* **Exercise task**
Rewrite the items below as a numbered list, dropping any blank lines.

* **Data supplied**
——

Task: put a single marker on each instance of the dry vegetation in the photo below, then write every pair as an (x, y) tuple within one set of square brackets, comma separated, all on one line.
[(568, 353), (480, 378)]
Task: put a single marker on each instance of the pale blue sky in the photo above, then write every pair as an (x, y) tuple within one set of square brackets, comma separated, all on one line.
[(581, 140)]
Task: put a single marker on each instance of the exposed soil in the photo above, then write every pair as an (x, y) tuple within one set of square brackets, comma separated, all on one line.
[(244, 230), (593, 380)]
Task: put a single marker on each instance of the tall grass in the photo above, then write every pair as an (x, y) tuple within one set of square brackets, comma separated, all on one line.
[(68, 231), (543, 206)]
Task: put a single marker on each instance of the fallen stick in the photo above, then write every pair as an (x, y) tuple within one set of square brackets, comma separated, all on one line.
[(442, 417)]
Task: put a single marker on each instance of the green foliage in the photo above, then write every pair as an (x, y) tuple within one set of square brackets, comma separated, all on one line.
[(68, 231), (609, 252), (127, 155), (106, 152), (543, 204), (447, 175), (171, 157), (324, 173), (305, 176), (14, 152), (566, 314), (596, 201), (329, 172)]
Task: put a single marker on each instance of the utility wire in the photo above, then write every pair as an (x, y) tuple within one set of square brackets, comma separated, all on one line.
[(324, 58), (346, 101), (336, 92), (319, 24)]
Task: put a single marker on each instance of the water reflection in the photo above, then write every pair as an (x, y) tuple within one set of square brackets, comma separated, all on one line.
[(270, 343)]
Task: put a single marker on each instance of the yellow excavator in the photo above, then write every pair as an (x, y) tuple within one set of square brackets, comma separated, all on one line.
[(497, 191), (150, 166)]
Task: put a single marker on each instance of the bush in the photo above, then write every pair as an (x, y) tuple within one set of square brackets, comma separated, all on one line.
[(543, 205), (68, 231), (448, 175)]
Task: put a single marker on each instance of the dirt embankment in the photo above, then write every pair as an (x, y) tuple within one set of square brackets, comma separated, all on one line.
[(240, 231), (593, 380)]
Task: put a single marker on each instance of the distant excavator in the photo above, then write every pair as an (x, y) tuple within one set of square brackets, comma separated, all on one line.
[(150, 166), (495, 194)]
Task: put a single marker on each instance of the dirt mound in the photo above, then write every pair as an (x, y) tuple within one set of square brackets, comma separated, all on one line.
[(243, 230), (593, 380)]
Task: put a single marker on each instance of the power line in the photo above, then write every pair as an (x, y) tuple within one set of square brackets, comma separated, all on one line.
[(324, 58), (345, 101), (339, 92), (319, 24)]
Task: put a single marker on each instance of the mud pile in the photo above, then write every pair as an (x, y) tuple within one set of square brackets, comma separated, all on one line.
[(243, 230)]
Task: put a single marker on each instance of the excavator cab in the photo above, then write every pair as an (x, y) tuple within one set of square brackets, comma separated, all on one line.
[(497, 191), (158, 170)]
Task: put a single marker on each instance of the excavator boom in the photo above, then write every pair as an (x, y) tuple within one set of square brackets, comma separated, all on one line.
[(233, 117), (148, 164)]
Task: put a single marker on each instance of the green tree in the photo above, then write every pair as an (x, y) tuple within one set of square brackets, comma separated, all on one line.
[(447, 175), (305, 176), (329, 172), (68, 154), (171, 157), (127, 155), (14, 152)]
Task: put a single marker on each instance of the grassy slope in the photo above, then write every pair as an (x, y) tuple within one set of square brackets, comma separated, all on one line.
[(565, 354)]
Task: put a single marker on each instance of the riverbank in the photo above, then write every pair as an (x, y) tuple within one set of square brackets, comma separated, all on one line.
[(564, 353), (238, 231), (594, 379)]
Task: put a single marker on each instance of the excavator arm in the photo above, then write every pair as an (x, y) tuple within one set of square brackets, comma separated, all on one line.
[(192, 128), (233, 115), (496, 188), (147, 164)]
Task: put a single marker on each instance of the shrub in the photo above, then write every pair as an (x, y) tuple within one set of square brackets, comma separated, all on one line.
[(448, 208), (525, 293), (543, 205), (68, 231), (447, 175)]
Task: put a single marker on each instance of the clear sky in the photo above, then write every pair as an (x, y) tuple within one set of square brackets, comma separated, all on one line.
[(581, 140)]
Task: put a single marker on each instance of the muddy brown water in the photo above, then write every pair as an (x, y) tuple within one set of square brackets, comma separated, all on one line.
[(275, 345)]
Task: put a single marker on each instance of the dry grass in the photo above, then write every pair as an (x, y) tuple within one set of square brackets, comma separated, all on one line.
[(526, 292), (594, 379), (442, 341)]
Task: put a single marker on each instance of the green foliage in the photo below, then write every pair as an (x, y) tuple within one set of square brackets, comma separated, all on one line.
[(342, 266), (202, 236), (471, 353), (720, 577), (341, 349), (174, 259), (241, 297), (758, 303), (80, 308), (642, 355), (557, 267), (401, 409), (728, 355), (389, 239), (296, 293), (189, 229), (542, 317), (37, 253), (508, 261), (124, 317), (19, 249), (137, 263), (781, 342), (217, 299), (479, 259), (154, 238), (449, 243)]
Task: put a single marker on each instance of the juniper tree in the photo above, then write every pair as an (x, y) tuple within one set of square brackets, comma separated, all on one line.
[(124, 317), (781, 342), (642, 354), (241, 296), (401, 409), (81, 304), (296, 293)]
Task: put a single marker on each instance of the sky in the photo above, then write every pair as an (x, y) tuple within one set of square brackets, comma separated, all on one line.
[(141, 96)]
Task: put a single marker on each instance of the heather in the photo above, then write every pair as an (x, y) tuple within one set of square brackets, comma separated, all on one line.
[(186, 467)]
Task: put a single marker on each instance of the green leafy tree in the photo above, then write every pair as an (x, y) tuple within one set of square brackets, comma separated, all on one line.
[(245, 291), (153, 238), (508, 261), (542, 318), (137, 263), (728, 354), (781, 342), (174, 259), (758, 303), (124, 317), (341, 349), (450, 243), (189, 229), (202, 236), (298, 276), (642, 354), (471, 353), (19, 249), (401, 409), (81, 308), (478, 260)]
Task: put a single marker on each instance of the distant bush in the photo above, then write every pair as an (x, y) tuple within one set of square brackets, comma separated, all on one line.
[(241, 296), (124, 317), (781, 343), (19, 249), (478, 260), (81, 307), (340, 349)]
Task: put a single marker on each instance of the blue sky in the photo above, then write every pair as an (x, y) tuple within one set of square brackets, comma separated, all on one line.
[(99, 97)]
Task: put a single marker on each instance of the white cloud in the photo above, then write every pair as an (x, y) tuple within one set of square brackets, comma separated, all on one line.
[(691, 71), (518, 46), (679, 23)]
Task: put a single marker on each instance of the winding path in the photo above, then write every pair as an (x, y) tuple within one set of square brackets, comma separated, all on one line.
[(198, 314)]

——

* **Response**
1. Task: put a single marker on each instance of the dry vegetation in the photo below, then write every pair as an (x, y) tuple within one set of square brackets, comma separated, all on one line.
2. [(568, 353), (480, 378)]
3. Task: put a single marker on each instance of the pale blue sky in the photo above, then write every pair as an (x, y) tuple within one set of square brackets, comma separated, all on one line.
4. [(581, 140)]
5. Task: put a single marker on each instance of the exposed soil in the photo above, then write every pair as an (x, y) tuple within one set of square brackets, comma separated, all on one line.
6. [(244, 230), (593, 380)]
7. Task: put a single marker on each instance of the tall grass in the photo above, then write every pair as an (x, y) tuple within one set of square brackets, comma separated, all on one line.
8. [(68, 231), (543, 206)]
9. Task: put a single marker on each instance of the fallen stick in the photo above, then write every pair as an (x, y) tuple within one set of square brackets, comma separated, all on one line.
10. [(442, 417)]
11. Task: put a single marker on each instance of the green foliage in the photo above, then write every pair as an (x, y) tuple within one set of square brackets, comma separated, all on one line.
12. [(68, 231), (609, 252), (127, 155), (106, 152), (543, 204), (447, 175), (171, 157), (324, 173), (305, 176), (14, 152), (566, 314), (596, 201), (329, 172)]
13. Task: put a single marker on each instance of the utility wire in the photo above, then write every pair as an (x, y) tuple within one set of square brackets, comma separated, all on one line.
14. [(324, 58), (346, 101), (336, 92), (319, 24)]
15. Task: put a single marker on each instance of the water reflection in the photo above, then write every pair as an (x, y) tuple within one set of square brackets, comma separated, all on one line.
16. [(270, 343)]
17. Task: put a single marker on each instance of the yellow excavator in the photo above, then write every pair as an (x, y) tuple within one set of square brackets, comma separated, all on one line.
18. [(497, 191), (150, 166)]
19. Task: put a single marker on each instance of the bush in the photo above, then write every pair as an (x, y) tuple within one set of square brackets, comma separated, all on one line.
20. [(543, 205), (68, 231), (448, 175)]
21. Task: put a single marker on each instance of the dirt embankment in the photo above, then write every pair as an (x, y) tuple within one set of square brackets, comma separated, all on one line.
22. [(240, 231), (593, 380)]
23. Task: put a single marker on each instance of the distant excavator in the photo above, then write every pair as an (x, y) tuple within one set of square brackets, comma separated, all on one line.
24. [(150, 166), (495, 194)]
25. Task: put a single marker on each instance of the dirt mound in the photo above, then write every pair as an (x, y) tuple within one set of square brackets, comma separated, all on one line.
26. [(243, 230), (593, 380)]
27. Task: put a single marker on each instance of the power line in the photo above, then write every pair as an (x, y) tuple within one set of square brackets, comma separated, all on one line.
28. [(324, 58), (345, 101), (339, 92), (319, 24)]
29. Task: put a single marker on each instance of the mud pile in the photo above, then write every pair as an (x, y) tuple within one set of square brackets, comma separated, all on one line.
30. [(243, 230)]
31. Task: put a single marker on each instance of the excavator cab in the photo above, then write every pair as an (x, y) tuple within one set of square brackets, comma separated, all on one line.
32. [(497, 191), (158, 170)]
33. Task: put a single marker on each instance of the excavator boom in the photo above, then write every pair as an (x, y) tuple within one set of square brackets, comma separated, all on one line.
34. [(233, 117), (148, 164)]
35. Task: put a single marker on each instance of the green tree in the photo above, then write every pair as an (x, y) tuple within one set of square brackets, comma separated, all on one line.
36. [(447, 175), (305, 176), (329, 172), (68, 154), (171, 157), (127, 155), (14, 152)]
37. Task: put a single marker on each instance of the grassy slope in the photo above, then write every pair as an (x, y) tuple within one set of square brackets, comma separated, all on one line.
38. [(565, 354)]
39. Task: put a single marker on each instance of the riverbank in the photo above, then write every pair as an (x, y) tuple within one set of square brackets, comma separated, all on one line.
40. [(564, 353), (238, 231), (594, 379)]
41. Task: put a single marker on each instance of the excavator arm in the photo above, then write every pair as an (x, y) tuple within one set of square brackets, comma separated, all on one line.
42. [(192, 128), (233, 115), (496, 188), (147, 164)]
43. Task: put a single marker on each instance of the shrub in the photo above, then write every pair as an (x, y) tuple within one set of square brackets, comma separated, all on one line.
44. [(448, 208), (525, 293), (543, 205), (68, 231), (447, 175)]
45. Task: put a single marker on each instance of the clear sky in the photo above, then write every pair as an (x, y) tuple within one set of square brackets, comma separated, all on one line.
46. [(581, 140)]
47. Task: put a single marker on each instance of the muddy brown water in the photo above, then write every pair as an (x, y) tuple within one set of square brackets, comma separated, all on one line.
48. [(275, 345)]
49. Task: put a single marker on each instance of the dry grass in the photo above, then write every pair as an (x, y) tuple within one set of square brackets, comma separated, all on one line.
50. [(526, 292), (594, 379), (442, 341)]
51. Task: put a single marker on each instance of the green foliage in the photo below, then write every pair as an (x, y) tuple within one set of square brackets, comma separated, all on one line.
52. [(342, 266), (202, 236), (471, 353), (720, 577), (341, 349), (174, 259), (241, 297), (758, 303), (80, 308), (642, 355), (557, 267), (401, 409), (728, 355), (389, 239), (296, 293), (189, 229), (542, 317), (37, 253), (508, 261), (124, 317), (19, 249), (137, 263), (781, 342), (217, 299), (479, 259), (154, 238), (449, 243)]
53. Task: put a single marker on each instance of the juniper tree in the photo above, then write every pair as an (x, y) tuple within one set of square brackets, comma separated, all on one line.
54. [(124, 317), (781, 342), (642, 354), (241, 296), (401, 409), (81, 304), (296, 293)]
55. Task: put a single marker on each instance of the sky in the photo above, then write every pair as an (x, y) tuple within one set of square brackets, comma separated, all on one line.
56. [(141, 96)]
57. Task: put a single marker on each instance of the heather in the photo above, then write every pair as an (x, y) tuple within one set of square brackets, comma separated, all on one line.
58. [(186, 467)]
59. Task: put a single marker on each instance of the green leafy tree in the photo above, then write every pair as an (x, y) tuple within one set of square brackets, comma separated, all on one line.
60. [(245, 291), (153, 238), (508, 261), (542, 318), (137, 263), (728, 354), (781, 342), (174, 259), (758, 303), (124, 317), (341, 349), (450, 243), (189, 229), (202, 236), (298, 276), (642, 354), (471, 353), (19, 249), (401, 409), (81, 308), (478, 260)]
61. Task: put a single marker on each instance of the distant bush in the photo above, then write every pair as an (x, y) tuple within one set of square brackets, comma separated, all on one line.
62. [(241, 296), (124, 317), (781, 343), (19, 249), (478, 260), (81, 307), (340, 349)]
63. Task: put a single marker on each instance of the blue sky in the photo above, then write every pair as an (x, y) tuple within one set of square brackets, comma separated, all on one line.
64. [(99, 97)]
65. Task: put a single marker on each instance of the white cloud in the photo above, then write every pair as an (x, y) tuple within one set of square brackets, comma separated, all on one line.
66. [(691, 71), (518, 46), (679, 23)]
67. Task: put a single marker on each instance of the winding path in the photo above, then write every pair as an (x, y) tuple within one set of square brackets, comma separated, all on one line.
68. [(198, 314)]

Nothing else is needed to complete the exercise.